--- TEXTO CITADO ---

La república relámpagohttp://www.maravedis.net/mapa.html
Pocos regímenes políticos han sido tan fugaces, insólitos y
desmadrados como el de la Primera República española. Se proclamó un 11
de febrero y, tras poco más de diez meses, el 3 de enero del año
siguiente, el general Pavía se presentó en el Congreso de los Diputados y
puso la guinda de fin de fiesta.
En ese periodo cupo de todo menos la normalidad. Cuatro presidentes,
incontables sublevaciones, huelgas obreras, una guerra carlista, otra en
Cuba, el cantón de Cartagena y, como guinda final, una Constitución
Federal que nunca vio la luz. Pocas veces España vivió tan rápido y
dilapidó tantas energías como en aquellos frenéticos meses de 1873.
Tenemos en este país nuestro cogido el gusto a revolverlo todo sin
saber muy bien qué es lo que vamos a poner después. Eso es lo que pasó
cuando, en 1868, una conspiración largó del trono a Isabel II. La reina,
que estaba en San Sebastián de veraneo, no hizo mucho por conservar la
corona. En Madrid la reclamaba el Gobierno para ponerse al frente de las
tropas leales, pero, para evitar habladurías, le pidió que viajase sin
su querido, Carlos Marfori. Eso sí que no, se dijo a sí misma: la vida
no tenía sentido sin ese granuja aventurero a quien había hecho
ministro, de manera que pidió que la condujesen al exilio. Con Marfori,
claro.

--- ENTRADAS APORTADAS ---

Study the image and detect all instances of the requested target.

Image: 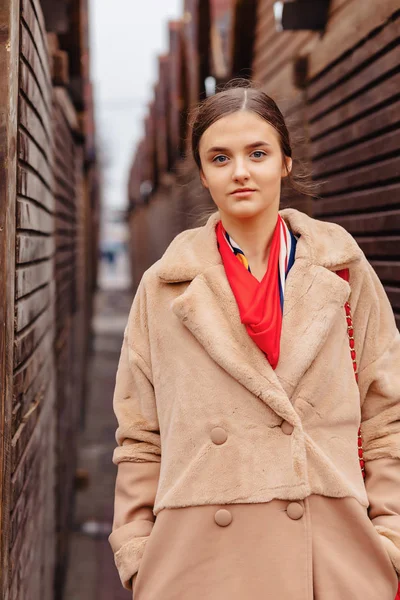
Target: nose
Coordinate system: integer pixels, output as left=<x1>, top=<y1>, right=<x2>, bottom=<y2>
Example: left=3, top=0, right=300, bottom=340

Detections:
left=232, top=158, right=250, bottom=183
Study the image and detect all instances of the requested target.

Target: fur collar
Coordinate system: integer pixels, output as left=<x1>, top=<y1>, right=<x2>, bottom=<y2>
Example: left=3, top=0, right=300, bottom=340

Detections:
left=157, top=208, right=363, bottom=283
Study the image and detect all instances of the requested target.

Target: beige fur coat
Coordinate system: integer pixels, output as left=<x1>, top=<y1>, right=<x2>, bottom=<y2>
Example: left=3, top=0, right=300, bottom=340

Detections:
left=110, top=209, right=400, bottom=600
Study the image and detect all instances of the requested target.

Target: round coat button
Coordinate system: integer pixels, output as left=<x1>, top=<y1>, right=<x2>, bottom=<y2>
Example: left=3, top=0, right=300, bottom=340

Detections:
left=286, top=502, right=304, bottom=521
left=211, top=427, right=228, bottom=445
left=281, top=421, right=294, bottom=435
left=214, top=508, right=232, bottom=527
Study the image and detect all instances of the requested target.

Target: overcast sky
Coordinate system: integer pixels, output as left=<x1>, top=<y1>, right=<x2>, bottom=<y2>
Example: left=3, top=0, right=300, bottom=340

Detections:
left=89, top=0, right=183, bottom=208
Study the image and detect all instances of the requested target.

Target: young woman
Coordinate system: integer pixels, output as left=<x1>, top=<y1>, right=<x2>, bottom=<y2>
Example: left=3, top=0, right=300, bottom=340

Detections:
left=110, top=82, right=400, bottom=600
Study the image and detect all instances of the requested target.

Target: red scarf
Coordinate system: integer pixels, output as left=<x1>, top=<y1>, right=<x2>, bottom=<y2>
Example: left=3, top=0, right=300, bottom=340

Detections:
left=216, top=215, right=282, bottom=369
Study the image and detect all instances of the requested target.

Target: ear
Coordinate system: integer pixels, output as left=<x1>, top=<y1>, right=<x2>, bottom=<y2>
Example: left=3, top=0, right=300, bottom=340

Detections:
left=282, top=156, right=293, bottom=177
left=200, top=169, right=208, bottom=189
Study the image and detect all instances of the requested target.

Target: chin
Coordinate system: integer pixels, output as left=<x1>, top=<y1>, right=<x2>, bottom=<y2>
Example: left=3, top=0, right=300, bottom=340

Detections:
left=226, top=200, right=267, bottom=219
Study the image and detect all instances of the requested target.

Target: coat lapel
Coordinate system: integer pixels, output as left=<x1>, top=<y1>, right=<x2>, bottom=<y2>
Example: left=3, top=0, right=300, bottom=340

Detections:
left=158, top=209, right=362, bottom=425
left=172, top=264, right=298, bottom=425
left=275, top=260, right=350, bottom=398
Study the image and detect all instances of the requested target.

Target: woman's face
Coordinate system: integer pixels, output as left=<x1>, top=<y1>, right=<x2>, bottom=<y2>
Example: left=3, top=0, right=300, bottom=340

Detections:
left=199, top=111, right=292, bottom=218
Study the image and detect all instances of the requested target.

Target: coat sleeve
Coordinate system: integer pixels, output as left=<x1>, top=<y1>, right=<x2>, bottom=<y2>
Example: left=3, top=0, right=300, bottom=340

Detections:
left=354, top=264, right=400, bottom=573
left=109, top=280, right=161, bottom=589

---

- OBJETIVO 1:
Explica en una a tres frases por qué, según el texto sobre la Primera República, Isabel II pidió que la condujesen al exilio.
- OBJETIVO 2:
Reescribe el tramo del texto sobre la Primera República que va desde "La república relámpagohttp://www.maravedis.net/mapa.html" hasta "fin de fiesta.", sustituyendo "fugaces" por "efímeros".
Las filas no guardan ninguna relación con el texto.

- RESPUESTA 1:
El Gobierno le pidió que viajase a Madrid sin su querido, Carlos Marfori, para evitar habladurías. Ella no estaba dispuesta, porque para ella la vida no tenía sentido sin él, así que prefirió exiliarse con Marfori.

- RESPUESTA 2:
La república relámpagohttp://www.maravedis.net/mapa.html
Pocos regímenes políticos han sido tan efímeros, insólitos y
desmadrados como el de la Primera República española. Se proclamó un 11
de febrero y, tras poco más de diez meses, el 3 de enero del año
siguiente, el general Pavía se presentó en el Congreso de los Diputados y
puso la guinda de fin de fiesta.